- OBJECTIVE A -
Reproduce the passage on time travel in Opteryx word for word, starting at "For datasets which are snapshots, this" and ending at "will be returned.".
#### SOURCE EXCERPT
Skip to content

Time Travel

Opteryx supports temporality, the ability to view things as they were at a different point in time.

For datasets which are snapshots, this allows you to recall the data of that snapshop as at a point in the past. For datasets which are logs, this allows you to prune queries to just the dates which contain relevant data.

Note

  • Data must be Mabel partitioned or using a custom partition schema which supports data partitioning.
  • Data returned for previous days with be the latest data as at today. For example if a backfill updates data from seven days ago, when querying that data today the backfilled data will be returned.
  • There is no implicit deduplication of records as they are returned.

Partition schemes that supports temporal queries allow you to view data from a different date by using a FOR clause after the dateset name in the SQL statement. FOR clauses state the date, or date range, a query should retrieve results for.
########
#### DATA PROVIDED
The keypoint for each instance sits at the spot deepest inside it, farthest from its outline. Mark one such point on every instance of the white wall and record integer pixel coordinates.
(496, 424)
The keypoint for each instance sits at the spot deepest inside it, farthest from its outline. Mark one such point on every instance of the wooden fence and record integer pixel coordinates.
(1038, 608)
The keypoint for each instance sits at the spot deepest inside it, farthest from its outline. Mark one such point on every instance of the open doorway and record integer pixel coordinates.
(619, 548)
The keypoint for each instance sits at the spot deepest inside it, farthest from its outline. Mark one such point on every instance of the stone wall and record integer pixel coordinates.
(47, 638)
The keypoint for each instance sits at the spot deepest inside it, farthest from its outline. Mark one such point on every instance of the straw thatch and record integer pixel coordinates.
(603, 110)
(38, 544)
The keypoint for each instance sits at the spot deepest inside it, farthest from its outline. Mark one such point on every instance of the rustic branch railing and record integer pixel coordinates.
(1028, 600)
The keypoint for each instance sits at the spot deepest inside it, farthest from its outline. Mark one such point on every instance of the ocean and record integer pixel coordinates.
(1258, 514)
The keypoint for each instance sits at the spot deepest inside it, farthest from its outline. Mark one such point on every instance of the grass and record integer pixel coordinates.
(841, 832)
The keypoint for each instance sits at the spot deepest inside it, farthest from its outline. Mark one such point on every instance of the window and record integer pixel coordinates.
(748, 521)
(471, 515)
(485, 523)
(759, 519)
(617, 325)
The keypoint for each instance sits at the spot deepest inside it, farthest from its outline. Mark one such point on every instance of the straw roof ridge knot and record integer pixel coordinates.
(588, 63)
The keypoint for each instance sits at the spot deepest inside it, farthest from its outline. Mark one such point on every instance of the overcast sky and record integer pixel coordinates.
########
- OBJECTIVE B -
Write out the rows above verbatim, starting at the line that contains "knot and record integer pixel coordinates." and ending at the final line of the rows, with both of those lines included.

- OUTPUT A -
For datasets which are snapshots, this allows you to recall the data of that snapshop as at a point in the past. For datasets which are logs, this allows you to prune queries to just the dates which contain relevant data.

Note

  • Data must be Mabel partitioned or using a custom partition schema which supports data partitioning.
  • Data returned for previous days with be the latest data as at today. For example if a backfill updates data from seven days ago, when querying that data today the backfilled data will be returned.

- OUTPUT B -
The keypoint for each instance sits at the spot deepest inside it, farthest from its outline. Mark one such point on every instance of the straw roof ridge knot and record integer pixel coordinates.
(588, 63)
The keypoint for each instance sits at the spot deepest inside it, farthest from its outline. Mark one such point on every instance of the overcast sky and record integer pixel coordinates.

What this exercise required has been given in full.